Your instructions: What appears in the data must be reproduced exactly.

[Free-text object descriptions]

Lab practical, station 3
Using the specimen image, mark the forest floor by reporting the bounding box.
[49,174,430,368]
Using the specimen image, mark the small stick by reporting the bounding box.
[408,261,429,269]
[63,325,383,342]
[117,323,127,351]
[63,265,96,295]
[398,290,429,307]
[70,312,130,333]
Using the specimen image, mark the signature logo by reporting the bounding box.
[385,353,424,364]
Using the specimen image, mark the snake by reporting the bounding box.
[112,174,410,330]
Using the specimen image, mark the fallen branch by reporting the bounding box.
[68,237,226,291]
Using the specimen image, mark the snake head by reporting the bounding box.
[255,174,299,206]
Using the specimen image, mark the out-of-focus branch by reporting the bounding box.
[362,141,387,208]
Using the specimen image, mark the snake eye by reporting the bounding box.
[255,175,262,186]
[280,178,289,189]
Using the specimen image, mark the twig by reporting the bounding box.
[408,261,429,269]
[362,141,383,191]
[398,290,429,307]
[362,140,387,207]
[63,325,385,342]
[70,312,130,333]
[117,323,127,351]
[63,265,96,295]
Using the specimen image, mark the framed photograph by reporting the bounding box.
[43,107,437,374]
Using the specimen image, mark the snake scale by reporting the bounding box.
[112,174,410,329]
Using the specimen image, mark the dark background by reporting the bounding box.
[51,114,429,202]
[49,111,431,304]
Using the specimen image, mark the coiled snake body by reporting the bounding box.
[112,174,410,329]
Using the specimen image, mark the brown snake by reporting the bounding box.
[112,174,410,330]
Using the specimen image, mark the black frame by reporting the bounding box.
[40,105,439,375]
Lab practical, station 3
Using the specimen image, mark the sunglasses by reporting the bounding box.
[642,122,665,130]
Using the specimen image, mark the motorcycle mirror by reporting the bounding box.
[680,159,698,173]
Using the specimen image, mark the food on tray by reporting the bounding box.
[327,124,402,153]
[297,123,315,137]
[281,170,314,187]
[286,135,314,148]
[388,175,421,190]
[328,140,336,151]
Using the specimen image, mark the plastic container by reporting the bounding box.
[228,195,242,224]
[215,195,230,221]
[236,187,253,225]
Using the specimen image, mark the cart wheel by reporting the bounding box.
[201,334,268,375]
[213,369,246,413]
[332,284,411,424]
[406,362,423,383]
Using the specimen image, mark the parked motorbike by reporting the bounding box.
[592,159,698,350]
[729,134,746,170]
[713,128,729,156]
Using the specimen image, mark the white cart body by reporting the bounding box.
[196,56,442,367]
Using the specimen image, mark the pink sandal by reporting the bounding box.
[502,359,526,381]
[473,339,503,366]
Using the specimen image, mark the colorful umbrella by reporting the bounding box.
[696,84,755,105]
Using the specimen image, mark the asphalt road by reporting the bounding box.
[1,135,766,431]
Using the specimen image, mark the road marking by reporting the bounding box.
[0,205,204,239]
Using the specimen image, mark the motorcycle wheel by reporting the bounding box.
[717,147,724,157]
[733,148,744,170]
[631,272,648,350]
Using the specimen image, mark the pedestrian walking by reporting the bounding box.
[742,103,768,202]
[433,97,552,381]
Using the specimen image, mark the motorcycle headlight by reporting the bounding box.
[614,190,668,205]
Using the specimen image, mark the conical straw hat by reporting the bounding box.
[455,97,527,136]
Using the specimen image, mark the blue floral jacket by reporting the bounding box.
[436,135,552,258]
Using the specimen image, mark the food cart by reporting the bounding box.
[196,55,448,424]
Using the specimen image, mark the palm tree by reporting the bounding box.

Response to this exercise:
Lab practical, station 3
Using the specimen image, mark the forest floor by reporting the bounding box.
[49,174,430,368]
Using the specimen image, mark the small stick by reporting the bounding box.
[408,261,429,269]
[63,325,383,342]
[117,323,127,351]
[63,265,96,295]
[398,290,429,307]
[70,312,130,333]
Using the specimen image, mark the signature logo by reporting the bounding box.
[385,353,424,364]
Using the specimen image, mark the snake by reporting the bounding box.
[112,174,410,330]
Using the specimen image, mark the fallen branch by reporting the bounding box.
[68,237,226,291]
Using the specimen image, mark the snake head by reporting the bounding box.
[255,174,299,206]
Using the specimen image, mark the out-of-focus branch by reporting the bounding box.
[362,141,387,208]
Using the specimen image, mark the snake eye by reporting the bounding box.
[255,175,262,186]
[280,178,289,189]
Using the specimen image, mark the twig by reporting the bounding box.
[408,261,429,269]
[362,141,383,191]
[398,290,429,307]
[362,140,387,207]
[63,325,385,342]
[70,312,130,333]
[117,323,127,351]
[63,265,96,295]
Using the specimen image, mark the framed photograph by reporting the bounding box.
[43,107,437,374]
Using the specimen image, mark the snake scale by reporting the bounding box.
[112,174,410,329]
Using the specimen image, mark the dark background by reporting the bounding box.
[51,114,429,202]
[49,111,431,304]
Using the specimen image, mark the coiled snake body by reporting the bounding box.
[112,174,410,329]
Using the specimen image, mark the brown snake by reporting the bounding box.
[112,174,410,330]
Using the specimen image, mark the black frame by reporting the bounding box.
[40,105,439,375]
Lab practical, station 3
Using the specimen image, mark the sunglasses by reporting the bounding box.
[642,122,665,130]
Using the specimen image, mark the motorcycle mirror by reporting the bounding box.
[680,159,698,173]
Using the specimen image, mark the food on tray by reporting the bounding box.
[327,124,402,153]
[297,123,315,137]
[281,170,314,187]
[286,135,314,148]
[388,175,421,190]
[328,140,336,151]
Using the specimen image, mark the plastic container by reporting the bounding box.
[228,195,242,224]
[215,195,230,221]
[236,187,253,225]
Using the specimen image, mark the cart wheel by reporting the bounding box.
[201,334,268,375]
[213,369,246,413]
[332,284,411,424]
[406,362,423,383]
Using the specimen image, mark the parked motorbike by reporting the bounding box.
[592,159,698,350]
[729,134,746,170]
[713,128,729,156]
Using the specimen image, mark the white cart body by reporting the bounding box.
[196,56,442,367]
Using the specimen image, mark the pink sandal by reporting the bounding box.
[502,359,526,381]
[473,339,503,366]
Using the specimen image, mark the colorful umbrella by reporting the bounding box.
[696,84,755,105]
Using the specimen image, mark the asphalt road by reporting the bounding box.
[1,135,766,431]
Using the specimen image, mark the road marking by reporting the bounding box.
[0,205,204,239]
Using the specimen image, mark the motorcycle wheel by reporting the bounding box.
[717,147,724,157]
[733,148,744,170]
[631,272,648,350]
Using the specimen image, mark the pedestrian walking by reporting the bounding box.
[742,103,768,202]
[433,97,552,381]
Using the specimen image, mark the motorcycle headlight by reporting the bounding box.
[614,190,668,205]
Using the specimen image, mark the conical straw hat by reporting the bounding box.
[455,97,527,136]
Using the specimen image, mark the blue floral jacket by reporting the bounding box.
[436,135,552,258]
Using the specimen image, mark the food cart by reporting the bounding box.
[196,55,448,424]
Using the specimen image, mark the palm tree by reporting the bounding box.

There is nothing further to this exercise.